▶ [PROBLEM DETAILS]:
Keep the pictures out of your copy. Transcribe the records below exactly.

▶ [MATERIALS PROVIDED]:
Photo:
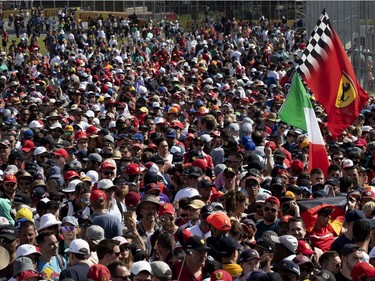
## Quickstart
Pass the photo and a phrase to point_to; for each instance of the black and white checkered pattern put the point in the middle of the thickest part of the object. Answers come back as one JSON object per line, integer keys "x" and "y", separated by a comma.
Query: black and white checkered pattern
{"x": 316, "y": 50}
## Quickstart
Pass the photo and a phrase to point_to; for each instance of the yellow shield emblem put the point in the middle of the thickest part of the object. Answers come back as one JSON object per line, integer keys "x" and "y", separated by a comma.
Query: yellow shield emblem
{"x": 346, "y": 93}
{"x": 219, "y": 275}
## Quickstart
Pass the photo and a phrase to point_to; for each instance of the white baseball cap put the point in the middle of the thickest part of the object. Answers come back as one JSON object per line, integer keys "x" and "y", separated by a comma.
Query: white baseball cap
{"x": 105, "y": 184}
{"x": 78, "y": 246}
{"x": 48, "y": 220}
{"x": 35, "y": 124}
{"x": 90, "y": 114}
{"x": 140, "y": 266}
{"x": 71, "y": 186}
{"x": 188, "y": 192}
{"x": 39, "y": 150}
{"x": 25, "y": 250}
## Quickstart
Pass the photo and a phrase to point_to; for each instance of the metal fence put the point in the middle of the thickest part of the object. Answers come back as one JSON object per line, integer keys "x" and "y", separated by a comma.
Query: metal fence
{"x": 354, "y": 23}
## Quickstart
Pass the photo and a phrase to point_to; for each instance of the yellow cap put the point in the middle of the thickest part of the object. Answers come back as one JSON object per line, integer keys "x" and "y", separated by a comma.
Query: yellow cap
{"x": 24, "y": 212}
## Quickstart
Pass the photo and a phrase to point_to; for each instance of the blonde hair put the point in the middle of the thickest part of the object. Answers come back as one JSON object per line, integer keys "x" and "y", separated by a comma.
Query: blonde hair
{"x": 368, "y": 208}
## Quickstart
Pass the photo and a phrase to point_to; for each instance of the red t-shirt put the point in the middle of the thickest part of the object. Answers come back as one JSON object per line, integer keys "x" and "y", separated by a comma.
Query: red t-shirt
{"x": 322, "y": 238}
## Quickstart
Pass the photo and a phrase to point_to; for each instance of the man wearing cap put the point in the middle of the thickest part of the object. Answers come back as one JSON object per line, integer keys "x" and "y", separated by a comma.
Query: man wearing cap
{"x": 194, "y": 210}
{"x": 8, "y": 240}
{"x": 220, "y": 225}
{"x": 322, "y": 235}
{"x": 161, "y": 271}
{"x": 350, "y": 255}
{"x": 9, "y": 187}
{"x": 202, "y": 228}
{"x": 147, "y": 210}
{"x": 347, "y": 237}
{"x": 94, "y": 234}
{"x": 79, "y": 252}
{"x": 141, "y": 271}
{"x": 191, "y": 268}
{"x": 50, "y": 263}
{"x": 112, "y": 225}
{"x": 249, "y": 261}
{"x": 288, "y": 270}
{"x": 270, "y": 221}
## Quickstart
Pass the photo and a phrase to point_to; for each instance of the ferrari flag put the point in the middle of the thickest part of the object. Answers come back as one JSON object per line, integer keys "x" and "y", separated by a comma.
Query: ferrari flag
{"x": 326, "y": 69}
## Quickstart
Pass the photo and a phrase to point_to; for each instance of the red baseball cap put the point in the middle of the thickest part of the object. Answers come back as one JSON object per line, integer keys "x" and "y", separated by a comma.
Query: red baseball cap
{"x": 10, "y": 178}
{"x": 200, "y": 163}
{"x": 133, "y": 169}
{"x": 70, "y": 175}
{"x": 360, "y": 142}
{"x": 166, "y": 208}
{"x": 297, "y": 166}
{"x": 27, "y": 274}
{"x": 304, "y": 248}
{"x": 106, "y": 166}
{"x": 98, "y": 196}
{"x": 132, "y": 199}
{"x": 362, "y": 270}
{"x": 273, "y": 199}
{"x": 27, "y": 146}
{"x": 221, "y": 275}
{"x": 220, "y": 221}
{"x": 367, "y": 194}
{"x": 61, "y": 152}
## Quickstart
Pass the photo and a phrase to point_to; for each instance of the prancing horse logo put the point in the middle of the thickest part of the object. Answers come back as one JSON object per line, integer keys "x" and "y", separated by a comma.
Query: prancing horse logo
{"x": 346, "y": 93}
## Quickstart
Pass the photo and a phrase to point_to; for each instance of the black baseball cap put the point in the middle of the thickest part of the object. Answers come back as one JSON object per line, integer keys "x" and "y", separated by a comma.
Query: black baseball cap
{"x": 197, "y": 243}
{"x": 348, "y": 249}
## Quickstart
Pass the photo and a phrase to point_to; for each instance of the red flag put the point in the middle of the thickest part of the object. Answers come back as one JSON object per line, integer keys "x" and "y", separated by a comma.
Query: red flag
{"x": 329, "y": 74}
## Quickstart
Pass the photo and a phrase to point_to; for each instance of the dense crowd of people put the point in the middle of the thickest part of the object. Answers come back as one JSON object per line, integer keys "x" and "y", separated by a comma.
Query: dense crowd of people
{"x": 157, "y": 154}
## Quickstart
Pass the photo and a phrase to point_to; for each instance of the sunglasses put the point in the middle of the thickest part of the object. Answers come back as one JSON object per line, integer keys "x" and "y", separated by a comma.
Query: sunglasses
{"x": 86, "y": 225}
{"x": 4, "y": 240}
{"x": 125, "y": 248}
{"x": 170, "y": 218}
{"x": 68, "y": 228}
{"x": 267, "y": 209}
{"x": 124, "y": 278}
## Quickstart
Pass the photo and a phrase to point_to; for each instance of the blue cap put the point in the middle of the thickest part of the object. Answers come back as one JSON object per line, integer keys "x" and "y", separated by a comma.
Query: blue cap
{"x": 171, "y": 133}
{"x": 354, "y": 215}
{"x": 138, "y": 136}
{"x": 28, "y": 134}
{"x": 250, "y": 146}
{"x": 246, "y": 139}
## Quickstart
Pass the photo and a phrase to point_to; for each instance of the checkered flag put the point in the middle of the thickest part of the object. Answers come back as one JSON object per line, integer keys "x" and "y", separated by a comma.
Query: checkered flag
{"x": 315, "y": 52}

▶ [SOLUTION]:
Photo:
## Quickstart
Pass the photo and a phrase to point_to; for each instance of the black and white checkered pattern put the point in the middle of the thickest part of the object. Answers come back as one JSON object per line, integer keys "x" and "y", separated by a comma.
Query: black and white checkered pattern
{"x": 316, "y": 50}
## Quickstart
Pass the photo and a phrase to point_to; for each instance of the yellow shield emblem put the point in the middle of the thickest part of the object. Answers come back as one JSON object per line, integer keys "x" and "y", separated by a comma.
Query: yellow shield emblem
{"x": 346, "y": 93}
{"x": 219, "y": 275}
## Quickstart
Pass the photo and a phrase to point_to; for each instance of the white baseball cap put the point in the middle of the thickest part of the object. Answers come back as one JSON object per line, integer keys "x" and "y", separated by a comma.
Query: white baseball cap
{"x": 105, "y": 184}
{"x": 78, "y": 246}
{"x": 48, "y": 220}
{"x": 35, "y": 124}
{"x": 90, "y": 114}
{"x": 140, "y": 266}
{"x": 71, "y": 186}
{"x": 188, "y": 192}
{"x": 39, "y": 150}
{"x": 25, "y": 250}
## Quickstart
Pass the photo and a phrase to point_to; for each instance of the metal fence put the point in the middle of the thickest part of the object. Answers come back as one JSON object per line, integer keys "x" and "y", separated by a comma.
Query: metal fence
{"x": 354, "y": 23}
## Quickstart
Pass the photo and a phrase to point_to; for each instance of the yellow cap put the point in the middle of the thickest part of the object. Answers come back as one JSON object per line, integer keys "x" and "y", separated by a comma.
Query: yellow cap
{"x": 24, "y": 212}
## Quickstart
Pass the photo and a phrase to point_to; for each instance of the blonde hair put the point in the middle of the thickest part of the object. Answers come back as one JSON object per line, integer keys "x" and "y", separated by a comma.
Query: blonde hair
{"x": 368, "y": 208}
## Quickstart
Pass the photo and a phrase to point_to; for each instance of the red t-shirt put the point in the middle of the thickest part of the object. Answers come back as one JSON object per line, integer keys "x" and "y", separated by a comma.
Query: red t-shirt
{"x": 322, "y": 238}
## Quickstart
Pass the photo and a phrase to point_to; for each instance of the man wearing cap put the point in the middle of the thickest part of the object. Answers come back as one JSON object per line, integer keys "x" and "y", separated by a comma.
Query: man wearing cap
{"x": 194, "y": 210}
{"x": 8, "y": 240}
{"x": 220, "y": 225}
{"x": 322, "y": 235}
{"x": 161, "y": 271}
{"x": 350, "y": 255}
{"x": 9, "y": 187}
{"x": 202, "y": 228}
{"x": 147, "y": 210}
{"x": 347, "y": 237}
{"x": 94, "y": 234}
{"x": 79, "y": 252}
{"x": 141, "y": 271}
{"x": 191, "y": 268}
{"x": 50, "y": 263}
{"x": 112, "y": 225}
{"x": 249, "y": 261}
{"x": 288, "y": 270}
{"x": 270, "y": 221}
## Quickstart
Pass the photo and a phrase to point_to; for each instance of the ferrari flag put the point in the middle of the thickest part of the object. Answers come back as one JSON object per line, integer keys "x" and "y", separated by a comma.
Query: ferrari flag
{"x": 326, "y": 69}
## Quickstart
Pass the photo and a phrase to point_to; for each instance of the red baseball cap put the point in the middle of the thickest part of the object. Answers come back as one JSON object per line, integer keys "x" and "y", separated by a comma.
Query: red baseball cap
{"x": 10, "y": 178}
{"x": 200, "y": 163}
{"x": 133, "y": 169}
{"x": 70, "y": 175}
{"x": 360, "y": 142}
{"x": 166, "y": 208}
{"x": 297, "y": 166}
{"x": 27, "y": 274}
{"x": 304, "y": 248}
{"x": 106, "y": 166}
{"x": 98, "y": 196}
{"x": 132, "y": 199}
{"x": 362, "y": 270}
{"x": 273, "y": 199}
{"x": 27, "y": 146}
{"x": 221, "y": 275}
{"x": 220, "y": 221}
{"x": 367, "y": 194}
{"x": 61, "y": 152}
## Quickstart
Pass the photo and a phrase to point_to; for each instance of the prancing horse logo put the point in the middle of the thickest part of the object. Answers come back as one JSON object per line, integer keys "x" and "y", separated by a comma.
Query: prancing horse logo
{"x": 346, "y": 93}
## Quickstart
Pass the photo and a phrase to point_to; for each instance of the black baseball cap put the point in the middle of the thickest part of the object. Answers come back as one JSON object per line, integer keys "x" and "y", separated by a comma.
Query: black baseball cap
{"x": 197, "y": 243}
{"x": 348, "y": 249}
## Quickstart
Pass the photo and a phrase to point_to; for each instance of the red flag put the point in the middle of the thickest part of the object. Answers come back as one JSON object per line, integer keys "x" and "y", separated by a comma.
Query: red flag
{"x": 329, "y": 74}
## Quickstart
Pass the photo and a phrase to point_to; for each instance of the dense crowd of people put the point in the middle of the thickest part of the object. Answers come back as one JSON object per line, integer keys "x" and "y", separated by a comma.
Query: dense crowd of people
{"x": 157, "y": 154}
## Quickstart
Pass the photo and a phrase to point_to; for each instance of the sunglasses put the point in the middle of the thickest part of the object. Answers come back as one JSON object per line, integer keys "x" and "y", separated by a comma.
Query: sunglasses
{"x": 86, "y": 225}
{"x": 4, "y": 240}
{"x": 125, "y": 248}
{"x": 170, "y": 218}
{"x": 68, "y": 228}
{"x": 267, "y": 209}
{"x": 124, "y": 278}
## Quickstart
Pass the photo and a phrase to point_to; for each instance of the blue cap put the point in the middle of the thickest part of the object. Answers come back as one JSON object per line, integer keys "x" and "y", separated by a comma.
Query: blue cap
{"x": 171, "y": 133}
{"x": 354, "y": 215}
{"x": 138, "y": 136}
{"x": 28, "y": 134}
{"x": 250, "y": 146}
{"x": 246, "y": 139}
## Quickstart
Pass the photo and a phrase to point_to; for each instance of the checkered flag put the point in the middle of the thickest part of the object. Answers come back as one JSON object per line, integer keys "x" and "y", separated by a comma.
Query: checkered flag
{"x": 315, "y": 52}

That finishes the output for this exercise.